Material for this task:

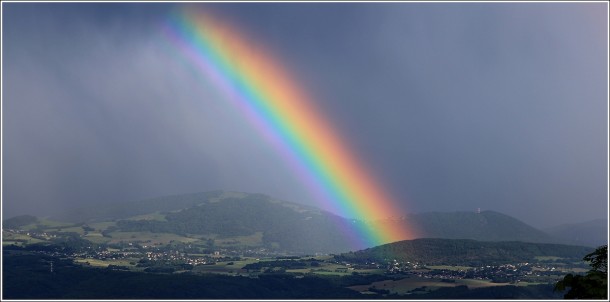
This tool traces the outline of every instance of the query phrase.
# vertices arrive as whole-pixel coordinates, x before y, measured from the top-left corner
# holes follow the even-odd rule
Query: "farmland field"
[[[32,238],[26,234],[16,234],[7,231],[2,231],[2,245],[22,245],[23,242],[27,244],[44,242],[44,240]]]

What is needed: Every line above should be output exactly, except for the pictures.

Output of the exercise:
This tool traces the outline of every instance of the query phrase.
# vertices arrive as whole-pixel coordinates, x before y, measured from the top-left corner
# holes follow the even-odd rule
Query: "farmland field"
[[[32,238],[26,234],[16,234],[7,231],[2,231],[2,245],[22,245],[23,242],[27,244],[44,242],[44,240]]]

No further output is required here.